TASK OBJECTIVE:
Give the data again in full, without pictures.

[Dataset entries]

BEGIN

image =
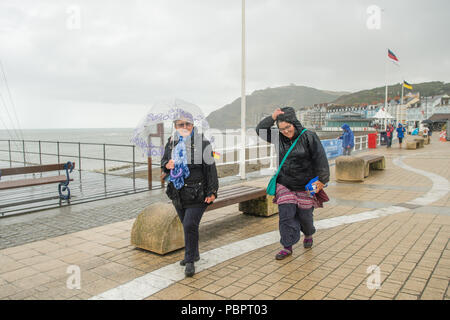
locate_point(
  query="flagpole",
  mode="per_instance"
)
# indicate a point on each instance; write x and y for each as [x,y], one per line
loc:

END

REPLY TO THE TASK:
image =
locate_point(
  query="flagpole",
  mode="per_instance"
)
# indicate a point on each instance; write x and y for each as [x,y], one per line
loc:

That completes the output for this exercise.